INSTRUCTIONS TO FOLLOW »
Please arrange every line of the records below as a Markdown table with the columns Row and Line, numbering the rows in order. Skip blank lines and leave the pictures out of the answer.

─── ENTRIES

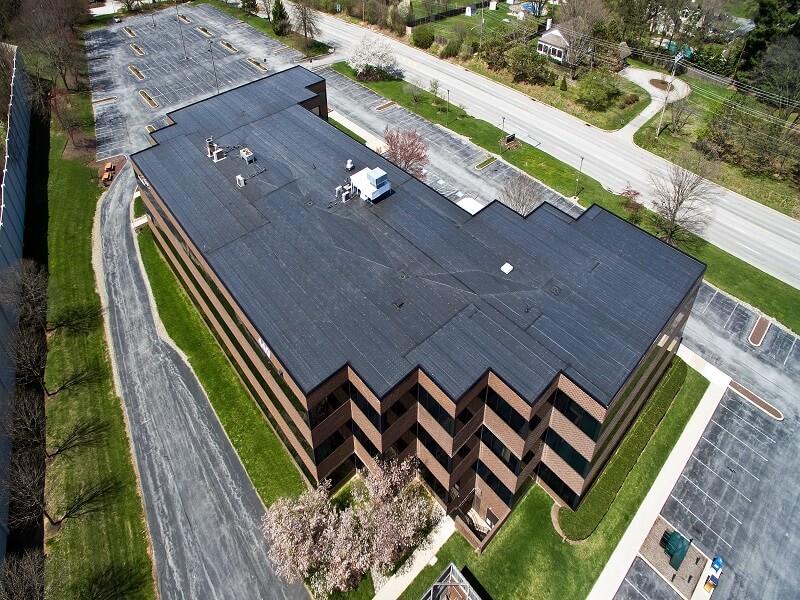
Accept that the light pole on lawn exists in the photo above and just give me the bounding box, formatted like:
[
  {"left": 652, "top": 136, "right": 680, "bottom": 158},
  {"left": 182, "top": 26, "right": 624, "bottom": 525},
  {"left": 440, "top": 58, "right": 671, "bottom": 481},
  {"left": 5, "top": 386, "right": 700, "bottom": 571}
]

──────

REPLY TO THE TASK »
| Row | Line |
|---|---|
| 1 | Accept that the light pole on lawn exists in the photo above and just give me the bounding box, formatted like: |
| 2 | [ |
| 3 |   {"left": 652, "top": 136, "right": 680, "bottom": 158}, |
| 4 |   {"left": 182, "top": 26, "right": 624, "bottom": 525}, |
| 5 |   {"left": 440, "top": 58, "right": 671, "bottom": 481}, |
| 6 |   {"left": 5, "top": 386, "right": 700, "bottom": 571} |
| 7 | ] |